June 6, 2018
“Personally, I’m thinking about number 10,000. A lot of people would say I’m dreaming. Well, they’d be right. I’ve been dreaming all my life, and I’m sure as hell not going to stop now.” – Ray Kroc
When Ray Kroc wrote the above statement in his 1977 biography, Grinding It Out, the McDonald’s Corporation was about to build its 5,000th restaurant. Today, there are almost 37,000 McDonald’s restaurants worldwide.
Developing a scalable business model is perhaps the greatest single factor in determining the growth of a company. It is also very difficult to replicate success in any business, without processes or systems.
Typically, this has been difficult to achieve in agriculture, due to the wedded nature of food production to the land, and the individualism of family owned farms.

Supplied information:

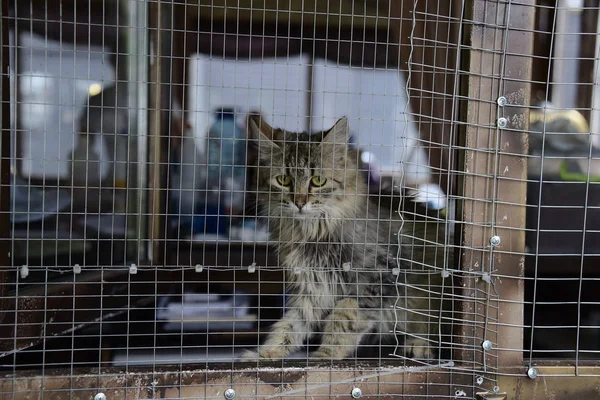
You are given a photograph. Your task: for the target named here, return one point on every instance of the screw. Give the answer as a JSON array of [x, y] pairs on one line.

Task A: In the passage on scalable business models, how many McDonald's restaurants are there worldwide today?
Task B: Reproduce the stretch of the passage on scalable business models from "June 6, 2018" through "processes or systems.", word for word.

Expected output A: Almost 37,000.

Expected output B:
June 6, 2018
“Personally, I’m thinking about number 10,000. A lot of people would say I’m dreaming. Well, they’d be right. I’ve been dreaming all my life, and I’m sure as hell not going to stop now.” – Ray Kroc
When Ray Kroc wrote the above statement in his 1977 biography, Grinding It Out, the McDonald’s Corporation was about to build its 5,000th restaurant. Today, there are almost 37,000 McDonald’s restaurants worldwide.
Developing a scalable business model is perhaps the greatest single factor in determining the growth of a company. It is also very difficult to replicate success in any business, without processes or systems.